**What you are asked to do**
Below are some records; return each one exactly as written.

Saved entries
▼▼▼

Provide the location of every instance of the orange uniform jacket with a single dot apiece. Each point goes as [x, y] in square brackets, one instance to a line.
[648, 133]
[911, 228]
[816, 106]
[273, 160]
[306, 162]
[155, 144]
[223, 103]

▲▲▲

**Written answer**
Provide the location of every instance of the orange uniform jacket with a single dot apiece. Each point goes as [x, y] in square brackets, one instance to a line.
[648, 133]
[911, 228]
[816, 106]
[273, 160]
[306, 162]
[155, 144]
[223, 103]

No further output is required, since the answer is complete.